Exercise task 1 — Retype the local news funding excerpt from "Still, Perman is" to "in an email.".

Excerpt —

——

While the center will continue to meet with potential funders across Alaska, Perman described a long-term challenge that hits many American rural communities — and some of the communities most likely to be news deserts — hardest: There aren’t all that many local funding sources, especially relative to big metropolitan areas in other parts of the country.

“It’s a giant-sized state, but it’s a small population,” Perman said. For the most part, “we don’t have long-term big wealth that’s been established yet.”

When the Atwood Foundation initially made contact with Press Forward, Perman said he was excited about the prospect of gaining access to more national funding. But with just $500 million across the entire country over five years, “it’s not realistic for us, or anybody else, really, to be expecting that this is going to be a major new source of revenue,” Perman said. “The reality is, if we’re going to have sustainable improvements to Alaskan journalism, it’s going to have to be supported locally.”

Still, Perman is excited about how Press Forward can support the Atwood’s Foundation’s efforts by “provid[ing] us with technical assistance, capacity-building systems, best practice[s]” through a network of funders across the country at different stages of growing their own local funding for news. For the Atwood Foundation, Perman emphasized that this kind of support is concretely useful: “It’s the right project at the right time for us,” he said.

Meanwhile, in Kansas, the Wichita Foundation has supported local news throughout the city since 2018, and views funding local news as a way to help build a more connected and engaged community, chief strategy officer Courtney Bengtson said in an email.

“Press Forward Wichita aims to center community needs, enable growth with equity and diversity of thought, ensure accessibility for all, and reconnect Wichitans with the information they need to thrive,” Bengtson said. “The Wichita Foundation will continue to invest in local news initiatives with a heightened focus of bringing new donors and other philanthropic institutions along with us to expand reach and resources, and announced our next multi-year program investment in early 2024.”

As a community foundation, Bengtson noted that “it continues to be a cultural shift to recognize local news as a public good or a civic service,” and that educating donors on the importance of supporting local news philanthropy is an important part of its work.

In Philadelphia, the Lenfest Institute for Journalism was already involved with supporting Press Forward’s national effort.

——

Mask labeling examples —
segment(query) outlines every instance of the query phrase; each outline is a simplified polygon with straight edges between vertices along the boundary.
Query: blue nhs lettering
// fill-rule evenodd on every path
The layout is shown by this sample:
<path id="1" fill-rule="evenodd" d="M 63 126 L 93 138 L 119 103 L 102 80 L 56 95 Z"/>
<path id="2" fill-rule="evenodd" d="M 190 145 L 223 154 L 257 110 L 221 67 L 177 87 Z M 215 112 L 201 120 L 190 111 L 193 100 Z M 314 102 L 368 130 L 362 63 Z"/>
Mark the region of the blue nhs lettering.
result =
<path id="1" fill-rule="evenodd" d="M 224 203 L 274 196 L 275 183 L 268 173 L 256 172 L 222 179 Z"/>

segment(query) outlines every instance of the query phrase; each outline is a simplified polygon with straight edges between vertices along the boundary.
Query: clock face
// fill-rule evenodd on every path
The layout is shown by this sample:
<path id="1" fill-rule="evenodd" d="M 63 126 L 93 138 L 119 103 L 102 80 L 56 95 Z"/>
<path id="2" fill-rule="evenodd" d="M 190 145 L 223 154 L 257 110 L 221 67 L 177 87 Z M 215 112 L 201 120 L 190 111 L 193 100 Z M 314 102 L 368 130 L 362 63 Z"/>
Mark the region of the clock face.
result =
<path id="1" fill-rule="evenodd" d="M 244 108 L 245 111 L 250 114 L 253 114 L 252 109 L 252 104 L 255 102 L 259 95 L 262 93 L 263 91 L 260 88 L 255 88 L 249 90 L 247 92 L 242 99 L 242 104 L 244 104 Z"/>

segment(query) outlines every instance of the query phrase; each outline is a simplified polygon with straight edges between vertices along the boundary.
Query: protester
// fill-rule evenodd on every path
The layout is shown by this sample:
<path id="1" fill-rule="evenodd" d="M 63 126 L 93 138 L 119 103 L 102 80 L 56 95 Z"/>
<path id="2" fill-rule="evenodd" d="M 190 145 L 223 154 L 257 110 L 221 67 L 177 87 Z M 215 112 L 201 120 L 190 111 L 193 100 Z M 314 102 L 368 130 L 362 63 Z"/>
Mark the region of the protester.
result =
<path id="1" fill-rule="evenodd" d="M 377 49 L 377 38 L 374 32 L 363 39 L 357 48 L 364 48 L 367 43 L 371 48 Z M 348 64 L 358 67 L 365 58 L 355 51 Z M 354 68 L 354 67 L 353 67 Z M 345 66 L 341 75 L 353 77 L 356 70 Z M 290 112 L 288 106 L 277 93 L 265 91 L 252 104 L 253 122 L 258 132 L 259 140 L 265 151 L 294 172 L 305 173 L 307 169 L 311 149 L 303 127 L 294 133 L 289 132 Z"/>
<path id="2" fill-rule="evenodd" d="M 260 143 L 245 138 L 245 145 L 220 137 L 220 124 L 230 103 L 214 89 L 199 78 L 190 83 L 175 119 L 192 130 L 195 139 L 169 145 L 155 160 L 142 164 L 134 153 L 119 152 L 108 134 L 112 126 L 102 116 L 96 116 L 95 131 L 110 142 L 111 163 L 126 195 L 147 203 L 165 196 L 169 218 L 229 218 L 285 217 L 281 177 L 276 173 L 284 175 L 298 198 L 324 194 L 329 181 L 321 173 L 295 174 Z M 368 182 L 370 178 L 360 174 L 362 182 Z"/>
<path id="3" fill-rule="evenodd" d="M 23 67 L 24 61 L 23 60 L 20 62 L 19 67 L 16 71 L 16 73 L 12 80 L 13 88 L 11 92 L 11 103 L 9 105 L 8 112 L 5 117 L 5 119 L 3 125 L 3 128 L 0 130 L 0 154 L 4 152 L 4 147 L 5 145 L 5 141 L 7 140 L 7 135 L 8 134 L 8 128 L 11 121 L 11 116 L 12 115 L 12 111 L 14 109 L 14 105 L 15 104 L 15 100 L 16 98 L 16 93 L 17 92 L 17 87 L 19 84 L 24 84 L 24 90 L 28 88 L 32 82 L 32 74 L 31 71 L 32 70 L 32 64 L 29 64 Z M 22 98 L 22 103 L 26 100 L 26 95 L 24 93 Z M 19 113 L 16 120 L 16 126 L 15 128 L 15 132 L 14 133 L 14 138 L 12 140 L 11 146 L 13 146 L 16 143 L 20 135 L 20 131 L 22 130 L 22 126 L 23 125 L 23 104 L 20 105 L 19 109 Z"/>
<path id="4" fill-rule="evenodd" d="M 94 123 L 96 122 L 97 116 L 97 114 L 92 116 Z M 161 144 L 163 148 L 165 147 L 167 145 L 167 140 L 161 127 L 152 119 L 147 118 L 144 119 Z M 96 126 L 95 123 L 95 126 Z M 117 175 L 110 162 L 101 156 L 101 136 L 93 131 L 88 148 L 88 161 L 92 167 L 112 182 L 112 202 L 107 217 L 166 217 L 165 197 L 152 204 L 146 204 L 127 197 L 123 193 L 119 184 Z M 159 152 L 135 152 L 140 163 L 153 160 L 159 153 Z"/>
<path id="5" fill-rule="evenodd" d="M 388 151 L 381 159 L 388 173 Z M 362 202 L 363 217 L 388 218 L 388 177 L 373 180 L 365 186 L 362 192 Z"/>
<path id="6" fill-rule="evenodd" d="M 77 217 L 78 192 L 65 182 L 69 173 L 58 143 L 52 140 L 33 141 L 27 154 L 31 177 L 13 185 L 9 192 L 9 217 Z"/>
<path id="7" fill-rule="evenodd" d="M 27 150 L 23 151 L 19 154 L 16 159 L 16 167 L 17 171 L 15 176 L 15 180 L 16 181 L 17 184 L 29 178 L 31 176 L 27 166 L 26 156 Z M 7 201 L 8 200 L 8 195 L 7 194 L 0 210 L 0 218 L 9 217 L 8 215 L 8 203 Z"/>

——

Exercise task 2 — Pull out each line of the entries that contains the string "protester". Case counts.

Correct response 1 —
Still, Perman is excited about how Press Forward can support the Atwood’s Foundation’s efforts by “provid[ing] us with technical assistance, capacity-building systems, best practice[s]” through a network of funders across the country at different stages of growing their own local funding for news. For the Atwood Foundation, Perman emphasized that this kind of support is concretely useful: “It’s the right project at the right time for us,” he said.

Meanwhile, in Kansas, the Wichita Foundation has supported local news throughout the city since 2018, and views funding local news as a way to help build a more connected and engaged community, chief strategy officer Courtney Bengtson said in an email.

Correct response 2 —
Query: protester
Mark the region of the protester.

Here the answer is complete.